__Job__: Please list every line in the items below that contains the string "reflection", copying each line in full. Case counts, so only lines that match it exactly belong in the list.

►

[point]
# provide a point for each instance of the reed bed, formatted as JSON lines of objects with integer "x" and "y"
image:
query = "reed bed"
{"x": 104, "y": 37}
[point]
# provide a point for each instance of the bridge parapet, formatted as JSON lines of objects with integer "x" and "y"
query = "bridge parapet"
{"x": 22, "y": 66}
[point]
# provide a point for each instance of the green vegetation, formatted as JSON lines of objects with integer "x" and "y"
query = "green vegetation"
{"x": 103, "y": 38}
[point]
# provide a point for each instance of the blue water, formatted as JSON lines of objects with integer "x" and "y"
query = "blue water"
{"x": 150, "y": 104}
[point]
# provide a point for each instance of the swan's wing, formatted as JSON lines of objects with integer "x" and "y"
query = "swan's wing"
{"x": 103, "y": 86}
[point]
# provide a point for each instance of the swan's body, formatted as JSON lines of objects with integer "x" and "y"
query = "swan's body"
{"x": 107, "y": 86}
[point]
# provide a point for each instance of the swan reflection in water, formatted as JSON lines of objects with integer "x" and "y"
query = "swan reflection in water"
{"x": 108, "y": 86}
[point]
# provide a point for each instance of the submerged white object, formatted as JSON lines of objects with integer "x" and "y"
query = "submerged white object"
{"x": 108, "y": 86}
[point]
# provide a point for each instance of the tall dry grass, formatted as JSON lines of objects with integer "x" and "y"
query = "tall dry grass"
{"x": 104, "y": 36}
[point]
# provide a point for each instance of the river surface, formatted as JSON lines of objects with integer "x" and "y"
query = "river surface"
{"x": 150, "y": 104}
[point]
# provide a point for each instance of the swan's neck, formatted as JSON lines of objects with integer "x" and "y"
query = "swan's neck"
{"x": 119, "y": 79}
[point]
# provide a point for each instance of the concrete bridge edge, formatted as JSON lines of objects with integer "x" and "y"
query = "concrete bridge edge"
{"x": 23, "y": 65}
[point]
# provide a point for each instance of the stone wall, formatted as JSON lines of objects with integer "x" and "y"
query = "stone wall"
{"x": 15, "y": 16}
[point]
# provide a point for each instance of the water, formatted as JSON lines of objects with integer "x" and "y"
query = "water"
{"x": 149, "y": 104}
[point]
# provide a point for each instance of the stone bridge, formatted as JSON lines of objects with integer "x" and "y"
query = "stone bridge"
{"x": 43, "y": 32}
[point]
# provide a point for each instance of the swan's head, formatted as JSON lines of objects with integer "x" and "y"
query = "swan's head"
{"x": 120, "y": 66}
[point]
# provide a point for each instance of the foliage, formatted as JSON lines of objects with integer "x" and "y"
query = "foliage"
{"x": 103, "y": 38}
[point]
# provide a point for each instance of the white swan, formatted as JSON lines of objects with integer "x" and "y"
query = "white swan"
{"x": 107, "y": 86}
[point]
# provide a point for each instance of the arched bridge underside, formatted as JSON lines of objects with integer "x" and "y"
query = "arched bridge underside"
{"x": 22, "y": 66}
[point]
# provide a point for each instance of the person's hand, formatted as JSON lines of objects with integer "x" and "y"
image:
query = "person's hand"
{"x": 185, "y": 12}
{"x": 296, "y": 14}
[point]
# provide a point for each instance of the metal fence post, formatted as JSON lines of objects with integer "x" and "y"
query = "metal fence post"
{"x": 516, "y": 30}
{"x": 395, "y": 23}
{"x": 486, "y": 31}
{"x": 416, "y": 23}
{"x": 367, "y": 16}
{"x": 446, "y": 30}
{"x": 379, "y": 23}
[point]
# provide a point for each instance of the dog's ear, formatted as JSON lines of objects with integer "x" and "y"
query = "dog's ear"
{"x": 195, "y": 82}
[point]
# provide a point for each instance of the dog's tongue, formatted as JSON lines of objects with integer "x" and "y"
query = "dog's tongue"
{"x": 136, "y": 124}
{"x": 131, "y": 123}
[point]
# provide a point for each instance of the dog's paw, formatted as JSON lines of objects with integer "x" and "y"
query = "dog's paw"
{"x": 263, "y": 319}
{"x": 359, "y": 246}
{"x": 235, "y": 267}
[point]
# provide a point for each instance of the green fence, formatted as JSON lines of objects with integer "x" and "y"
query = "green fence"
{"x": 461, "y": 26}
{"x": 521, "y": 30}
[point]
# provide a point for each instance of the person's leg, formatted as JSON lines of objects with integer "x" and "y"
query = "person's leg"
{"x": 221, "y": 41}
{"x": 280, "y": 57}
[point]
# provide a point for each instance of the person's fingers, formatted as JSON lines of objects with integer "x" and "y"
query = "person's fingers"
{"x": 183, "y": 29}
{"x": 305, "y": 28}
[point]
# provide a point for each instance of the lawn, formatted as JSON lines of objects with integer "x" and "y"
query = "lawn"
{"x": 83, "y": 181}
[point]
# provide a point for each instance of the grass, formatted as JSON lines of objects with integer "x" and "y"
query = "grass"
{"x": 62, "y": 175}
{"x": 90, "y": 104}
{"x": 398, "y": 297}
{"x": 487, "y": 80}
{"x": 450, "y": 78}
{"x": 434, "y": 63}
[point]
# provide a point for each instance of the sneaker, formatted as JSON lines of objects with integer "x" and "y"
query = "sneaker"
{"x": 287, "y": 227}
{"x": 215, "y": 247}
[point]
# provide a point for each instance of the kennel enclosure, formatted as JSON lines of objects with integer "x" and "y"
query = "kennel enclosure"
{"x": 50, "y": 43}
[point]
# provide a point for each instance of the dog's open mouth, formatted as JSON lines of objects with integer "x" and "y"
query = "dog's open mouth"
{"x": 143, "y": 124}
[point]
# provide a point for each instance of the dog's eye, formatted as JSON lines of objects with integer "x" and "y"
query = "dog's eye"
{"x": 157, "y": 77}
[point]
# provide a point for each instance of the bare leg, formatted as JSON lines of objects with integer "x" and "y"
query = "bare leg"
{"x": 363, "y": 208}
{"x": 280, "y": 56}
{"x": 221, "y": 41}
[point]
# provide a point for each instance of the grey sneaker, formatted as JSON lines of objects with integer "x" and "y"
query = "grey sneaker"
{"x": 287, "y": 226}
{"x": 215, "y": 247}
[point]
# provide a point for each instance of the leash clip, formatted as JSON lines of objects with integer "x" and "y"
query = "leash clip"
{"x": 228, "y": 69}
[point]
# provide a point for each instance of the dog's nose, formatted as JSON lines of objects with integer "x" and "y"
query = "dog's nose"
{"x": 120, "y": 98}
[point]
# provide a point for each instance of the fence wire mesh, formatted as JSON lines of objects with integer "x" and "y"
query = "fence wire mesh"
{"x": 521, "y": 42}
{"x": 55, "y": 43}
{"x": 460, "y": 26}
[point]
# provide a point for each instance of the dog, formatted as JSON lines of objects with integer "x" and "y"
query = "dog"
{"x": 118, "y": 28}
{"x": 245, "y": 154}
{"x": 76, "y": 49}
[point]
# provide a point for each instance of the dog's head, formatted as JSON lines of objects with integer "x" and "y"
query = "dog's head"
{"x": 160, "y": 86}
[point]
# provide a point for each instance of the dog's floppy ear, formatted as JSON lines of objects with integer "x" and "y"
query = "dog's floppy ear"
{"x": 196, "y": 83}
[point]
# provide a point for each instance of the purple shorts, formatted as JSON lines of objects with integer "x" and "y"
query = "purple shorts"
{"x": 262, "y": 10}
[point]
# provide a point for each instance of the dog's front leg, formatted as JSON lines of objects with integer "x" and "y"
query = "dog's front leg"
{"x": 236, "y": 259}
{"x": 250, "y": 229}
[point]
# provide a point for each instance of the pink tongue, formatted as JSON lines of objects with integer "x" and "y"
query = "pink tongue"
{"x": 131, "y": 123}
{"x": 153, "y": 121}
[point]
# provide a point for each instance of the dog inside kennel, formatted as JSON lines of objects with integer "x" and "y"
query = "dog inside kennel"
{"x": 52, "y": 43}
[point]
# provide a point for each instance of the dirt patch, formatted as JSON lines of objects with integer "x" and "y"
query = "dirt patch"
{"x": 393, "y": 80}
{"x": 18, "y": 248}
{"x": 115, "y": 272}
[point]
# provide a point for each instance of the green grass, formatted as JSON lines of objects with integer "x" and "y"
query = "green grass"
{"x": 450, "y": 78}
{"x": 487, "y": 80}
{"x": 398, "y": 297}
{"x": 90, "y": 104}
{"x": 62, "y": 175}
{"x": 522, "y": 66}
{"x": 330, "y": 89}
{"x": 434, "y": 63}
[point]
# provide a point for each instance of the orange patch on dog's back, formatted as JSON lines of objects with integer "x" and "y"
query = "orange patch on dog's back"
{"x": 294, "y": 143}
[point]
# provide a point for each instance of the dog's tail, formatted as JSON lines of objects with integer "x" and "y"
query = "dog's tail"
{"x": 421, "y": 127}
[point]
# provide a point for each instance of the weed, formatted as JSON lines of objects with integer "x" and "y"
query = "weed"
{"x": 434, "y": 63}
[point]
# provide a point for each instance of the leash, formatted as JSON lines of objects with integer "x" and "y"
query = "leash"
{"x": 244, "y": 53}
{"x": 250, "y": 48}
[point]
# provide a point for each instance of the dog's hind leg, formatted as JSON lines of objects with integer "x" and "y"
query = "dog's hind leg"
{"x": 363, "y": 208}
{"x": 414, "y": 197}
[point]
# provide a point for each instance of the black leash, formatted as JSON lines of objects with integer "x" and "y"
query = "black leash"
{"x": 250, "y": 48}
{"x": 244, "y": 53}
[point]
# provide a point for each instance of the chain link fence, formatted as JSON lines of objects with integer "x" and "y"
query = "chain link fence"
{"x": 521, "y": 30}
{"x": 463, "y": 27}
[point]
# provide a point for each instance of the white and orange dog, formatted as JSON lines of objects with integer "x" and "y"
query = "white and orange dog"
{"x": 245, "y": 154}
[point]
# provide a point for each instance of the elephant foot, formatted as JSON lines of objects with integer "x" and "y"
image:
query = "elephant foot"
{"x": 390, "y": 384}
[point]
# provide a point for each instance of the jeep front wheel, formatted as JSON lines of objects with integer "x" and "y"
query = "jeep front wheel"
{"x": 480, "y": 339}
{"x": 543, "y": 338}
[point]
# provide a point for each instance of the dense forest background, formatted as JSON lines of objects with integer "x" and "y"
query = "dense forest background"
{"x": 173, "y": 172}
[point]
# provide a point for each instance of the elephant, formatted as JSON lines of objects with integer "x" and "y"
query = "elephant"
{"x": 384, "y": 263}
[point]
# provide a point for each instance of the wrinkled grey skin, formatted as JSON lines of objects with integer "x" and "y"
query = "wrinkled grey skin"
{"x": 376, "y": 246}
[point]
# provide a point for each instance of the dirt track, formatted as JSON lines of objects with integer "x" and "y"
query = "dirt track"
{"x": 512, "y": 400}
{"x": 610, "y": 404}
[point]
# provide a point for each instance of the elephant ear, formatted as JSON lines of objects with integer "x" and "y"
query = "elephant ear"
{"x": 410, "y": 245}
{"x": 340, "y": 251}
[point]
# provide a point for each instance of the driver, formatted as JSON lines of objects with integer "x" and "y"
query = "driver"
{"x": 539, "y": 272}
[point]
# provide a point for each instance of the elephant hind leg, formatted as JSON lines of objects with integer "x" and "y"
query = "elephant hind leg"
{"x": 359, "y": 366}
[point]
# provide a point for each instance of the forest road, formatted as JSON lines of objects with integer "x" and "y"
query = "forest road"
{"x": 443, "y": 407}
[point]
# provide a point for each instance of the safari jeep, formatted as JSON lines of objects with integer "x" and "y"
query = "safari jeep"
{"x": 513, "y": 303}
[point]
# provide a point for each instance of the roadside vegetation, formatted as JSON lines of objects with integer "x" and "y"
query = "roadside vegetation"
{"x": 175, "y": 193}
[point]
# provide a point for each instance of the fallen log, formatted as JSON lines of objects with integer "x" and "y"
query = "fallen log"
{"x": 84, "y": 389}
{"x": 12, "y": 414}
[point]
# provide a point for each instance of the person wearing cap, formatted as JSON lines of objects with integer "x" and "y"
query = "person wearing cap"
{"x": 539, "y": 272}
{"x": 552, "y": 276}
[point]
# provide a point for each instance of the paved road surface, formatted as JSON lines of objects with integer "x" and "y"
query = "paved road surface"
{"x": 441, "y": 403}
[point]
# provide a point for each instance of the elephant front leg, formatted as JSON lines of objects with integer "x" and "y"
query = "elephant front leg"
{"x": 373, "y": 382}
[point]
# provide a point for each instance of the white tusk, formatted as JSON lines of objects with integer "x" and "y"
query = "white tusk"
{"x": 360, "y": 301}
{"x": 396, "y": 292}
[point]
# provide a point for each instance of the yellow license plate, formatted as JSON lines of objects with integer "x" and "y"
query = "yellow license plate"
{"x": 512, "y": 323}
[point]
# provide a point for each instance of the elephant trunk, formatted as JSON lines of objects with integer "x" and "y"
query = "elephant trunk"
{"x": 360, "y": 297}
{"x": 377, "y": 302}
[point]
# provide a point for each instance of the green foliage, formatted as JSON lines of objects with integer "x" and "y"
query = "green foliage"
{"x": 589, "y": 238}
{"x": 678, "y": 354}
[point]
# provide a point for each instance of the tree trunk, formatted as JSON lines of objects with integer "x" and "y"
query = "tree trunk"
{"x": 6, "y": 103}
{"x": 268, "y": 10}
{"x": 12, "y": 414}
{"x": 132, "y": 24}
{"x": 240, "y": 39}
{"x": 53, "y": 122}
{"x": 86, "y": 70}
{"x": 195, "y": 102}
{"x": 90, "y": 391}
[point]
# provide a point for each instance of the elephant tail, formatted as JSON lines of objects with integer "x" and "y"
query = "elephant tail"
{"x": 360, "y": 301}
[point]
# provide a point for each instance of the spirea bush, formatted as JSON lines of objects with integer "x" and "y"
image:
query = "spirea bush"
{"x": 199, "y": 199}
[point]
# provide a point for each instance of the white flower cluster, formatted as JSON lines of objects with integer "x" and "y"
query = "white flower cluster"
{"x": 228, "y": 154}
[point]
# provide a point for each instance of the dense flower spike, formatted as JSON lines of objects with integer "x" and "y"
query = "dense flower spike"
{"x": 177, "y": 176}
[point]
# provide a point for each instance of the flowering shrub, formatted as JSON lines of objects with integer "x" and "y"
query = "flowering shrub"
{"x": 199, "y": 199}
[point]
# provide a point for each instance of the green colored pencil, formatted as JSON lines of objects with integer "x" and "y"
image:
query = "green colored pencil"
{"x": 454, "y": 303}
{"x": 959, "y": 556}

◄

__Response for this exercise__:
# provide a point for each instance of the swan reflection in water, formatted as JSON lines of objects with integer "x" and "y"
query = "swan reflection in water"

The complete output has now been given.